Task statement — Each entry below is to be transcribed exactly; pictures are not copied.
- Opening Delimiter -
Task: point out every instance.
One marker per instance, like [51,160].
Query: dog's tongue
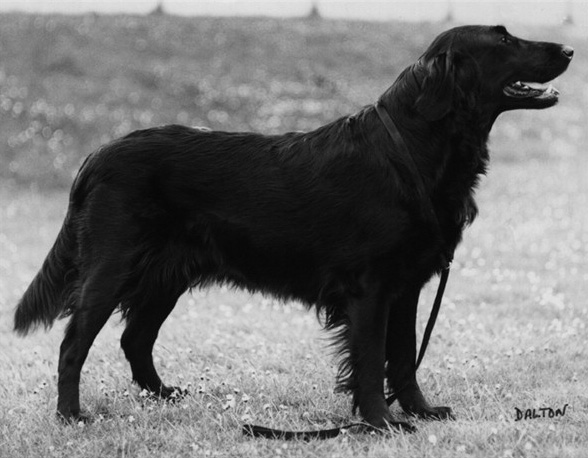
[537,86]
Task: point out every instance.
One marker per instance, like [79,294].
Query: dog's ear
[437,87]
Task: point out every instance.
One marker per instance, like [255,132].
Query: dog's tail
[47,296]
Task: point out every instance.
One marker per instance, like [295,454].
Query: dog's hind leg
[143,322]
[96,303]
[401,359]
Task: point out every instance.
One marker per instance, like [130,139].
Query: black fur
[329,217]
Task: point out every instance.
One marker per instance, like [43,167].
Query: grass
[512,331]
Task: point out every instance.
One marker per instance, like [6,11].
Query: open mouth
[524,90]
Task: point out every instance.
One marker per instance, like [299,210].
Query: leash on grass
[272,433]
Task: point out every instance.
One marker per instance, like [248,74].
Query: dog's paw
[74,418]
[433,413]
[168,393]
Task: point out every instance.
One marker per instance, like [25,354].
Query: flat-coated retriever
[329,217]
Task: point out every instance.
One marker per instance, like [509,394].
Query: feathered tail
[47,297]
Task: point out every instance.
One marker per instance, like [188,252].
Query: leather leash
[447,257]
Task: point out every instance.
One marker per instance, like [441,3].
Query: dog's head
[488,67]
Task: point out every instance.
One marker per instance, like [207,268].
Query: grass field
[513,329]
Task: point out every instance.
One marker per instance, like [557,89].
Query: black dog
[330,217]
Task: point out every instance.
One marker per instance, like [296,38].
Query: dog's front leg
[368,317]
[401,359]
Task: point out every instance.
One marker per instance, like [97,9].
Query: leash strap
[271,433]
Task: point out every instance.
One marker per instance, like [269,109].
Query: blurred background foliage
[71,83]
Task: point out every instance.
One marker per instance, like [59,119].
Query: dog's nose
[568,51]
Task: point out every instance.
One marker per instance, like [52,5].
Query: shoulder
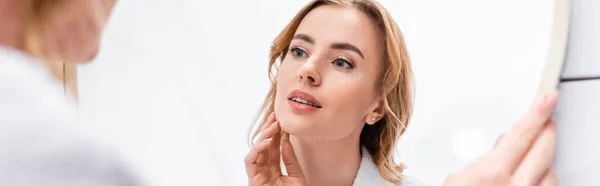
[411,181]
[368,174]
[40,129]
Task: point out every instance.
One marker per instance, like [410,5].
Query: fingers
[539,160]
[257,158]
[290,160]
[275,153]
[498,140]
[516,143]
[550,179]
[252,157]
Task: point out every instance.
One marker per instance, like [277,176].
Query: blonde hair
[394,84]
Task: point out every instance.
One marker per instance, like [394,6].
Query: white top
[368,175]
[40,141]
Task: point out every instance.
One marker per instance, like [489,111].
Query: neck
[329,162]
[13,17]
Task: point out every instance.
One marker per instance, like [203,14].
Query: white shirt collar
[368,174]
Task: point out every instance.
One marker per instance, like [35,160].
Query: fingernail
[274,124]
[550,99]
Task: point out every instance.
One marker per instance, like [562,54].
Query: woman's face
[72,30]
[331,67]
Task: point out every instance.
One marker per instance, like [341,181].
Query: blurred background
[178,83]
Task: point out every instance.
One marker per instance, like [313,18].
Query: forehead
[330,23]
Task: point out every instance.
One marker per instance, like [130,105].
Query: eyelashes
[339,62]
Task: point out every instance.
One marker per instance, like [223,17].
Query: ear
[377,111]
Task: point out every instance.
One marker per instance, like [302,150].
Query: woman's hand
[522,157]
[263,161]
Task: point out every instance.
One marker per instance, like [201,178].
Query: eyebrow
[339,46]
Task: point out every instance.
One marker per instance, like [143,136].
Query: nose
[309,74]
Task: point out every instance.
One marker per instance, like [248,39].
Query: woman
[341,97]
[38,127]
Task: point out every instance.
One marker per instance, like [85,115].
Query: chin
[297,125]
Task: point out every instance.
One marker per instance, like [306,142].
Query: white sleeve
[40,141]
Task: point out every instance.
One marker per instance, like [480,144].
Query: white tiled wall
[578,116]
[583,53]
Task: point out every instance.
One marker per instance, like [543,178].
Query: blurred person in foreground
[40,142]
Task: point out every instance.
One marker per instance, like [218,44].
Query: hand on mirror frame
[522,157]
[263,161]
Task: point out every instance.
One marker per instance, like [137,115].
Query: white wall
[178,82]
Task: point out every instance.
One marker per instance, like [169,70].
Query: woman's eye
[296,52]
[342,63]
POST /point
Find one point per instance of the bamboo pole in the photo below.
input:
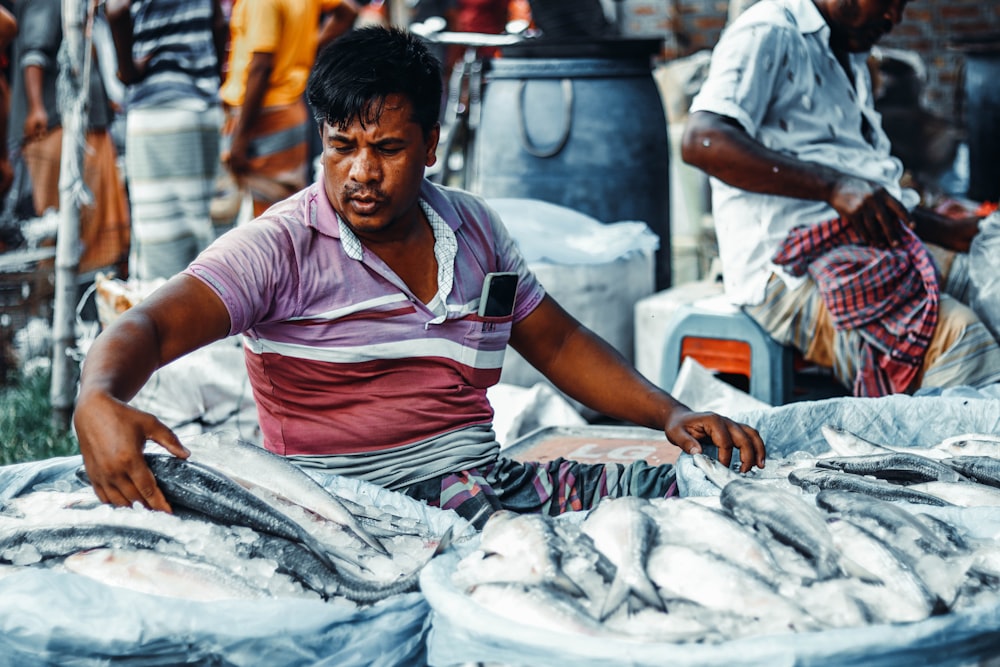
- Closing Delimiter -
Task result —
Task: point out every instance.
One marker per instance, like [51,160].
Query: dog's tongue
[537,86]
Task: point out every instance.
One marker per instance, like [79,294].
Query: dog's ear
[437,87]
Task: point out every instance.
One marker per instance, like [255,132].
Query: dog's tail
[47,296]
Task: point out every instance.
One marker per instance, like [295,454].
Query: dog's hind leg
[143,322]
[96,303]
[401,359]
Task: point out every instance.
One marker per instance, like [130,139].
Query: black fur
[329,217]
Task: point out every instance.
One marker per instance, like [43,167].
Query: grass
[512,331]
Task: point out every instance.
One marker per instance, like [6,11].
Query: open mouth
[524,90]
Task: point out every instance.
One marker per instance, like [299,210].
Query: leash on grass
[272,433]
Task: point out every instance.
One marker per instance, like [248,74].
Query: dog's paw
[74,418]
[433,413]
[168,393]
Task: point out every instance.
One marker per instance, like [25,354].
Query: flat-coated retriever
[329,217]
Task: point out every instance.
One marker per instance, like [509,394].
Query: feathered tail
[47,297]
Task: point out every instance.
One marker per instance, like [188,252].
Query: leather leash
[447,257]
Task: point out every instance.
One marker per instance, like [441,3].
Query: dog's head
[488,67]
Task: point out every instance.
One marker per instance, like [207,268].
Query: grass field
[513,329]
Task: point out every instance.
One marker per instance, like [557,89].
Query: black dog
[330,217]
Task: point out every instance.
One marker per instance, like [296,38].
Query: dog's front leg
[368,317]
[401,359]
Task: point out every instance.
One marker per instance, like [97,9].
Query: leash strap
[271,433]
Task: point out every instance.
One marker per instance, like [269,109].
Query: blurred background foliage
[71,83]
Task: point out every instance.
One marker per instance, like [59,119].
Query: dog's nose
[568,51]
Task: point out every instance.
One marker per instance, like [52,5].
Query: shoulder
[411,181]
[368,174]
[40,129]
Task: point out every instance.
One marker per instance, like [410,5].
Query: fingers
[539,160]
[257,158]
[290,160]
[275,153]
[498,140]
[516,143]
[550,179]
[252,157]
Task: point out every instance.
One marker per instance, like [277,176].
Query: blonde hair
[394,84]
Task: point out every instance.
One marker per instance, like [394,6].
Query: white top
[368,175]
[40,141]
Task: point out every instance.
One marker per instance, like [489,111].
Query: neck
[329,162]
[13,17]
Task: point out every instance.
One marker per instance, like [203,14].
Query: white shirt collar
[368,174]
Task: point out every instance.
One marker per instance, like [35,160].
Query: fingernail
[274,124]
[550,99]
Task: point out every instance.
One marker per instance, like [562,54].
Query: woman's face
[72,30]
[331,67]
Task: point out every instance.
One marker per instance, like [341,181].
Query: blurred background
[178,83]
Task: point out every instance.
One marker per instance, like [313,18].
Query: forehead
[330,23]
Task: point out every instance.
One marker per instance, like [130,105].
Query: eyelashes
[339,62]
Task: point out every instance.
One marker per instance, like [223,17].
Query: ear
[377,111]
Task: point out every instance.
One marker per instance, like [302,150].
Query: woman's hand
[522,157]
[263,161]
Task: point out every instance.
One marker per instance, like [201,178].
Query: eyebrow
[339,46]
Task: point out every instance.
One marker per instance, like [143,136].
Query: nose
[309,74]
Task: point out every instance.
One marker per instance, like [248,39].
Query: woman
[341,97]
[38,127]
Task: point out every instance.
One marker per instance, like [85,115].
Query: chin
[297,125]
Task: point out every instance.
One marker per instance, like [306,142].
Query: white sleeve
[40,141]
Task: point out every instance.
One marker per instance, like [480,144].
Query: white tiled wall
[578,116]
[583,53]
Task: point out every instance.
One marker per instance, like [543,178].
Query: blurred person in foreground
[40,142]
Task: point out every instance.
One marker per instance, like [218,44].
Query: hand on mirror frame
[522,157]
[263,161]
Task: point out every instance.
One marker per instance, like [137,115].
Query: white wall
[178,82]
Task: point out every instance.
One marker per instance, like [169,70].
Query: woman's eye
[296,52]
[342,63]
POST /point
Find one point per instance of the bamboo pole in the photo below.
input:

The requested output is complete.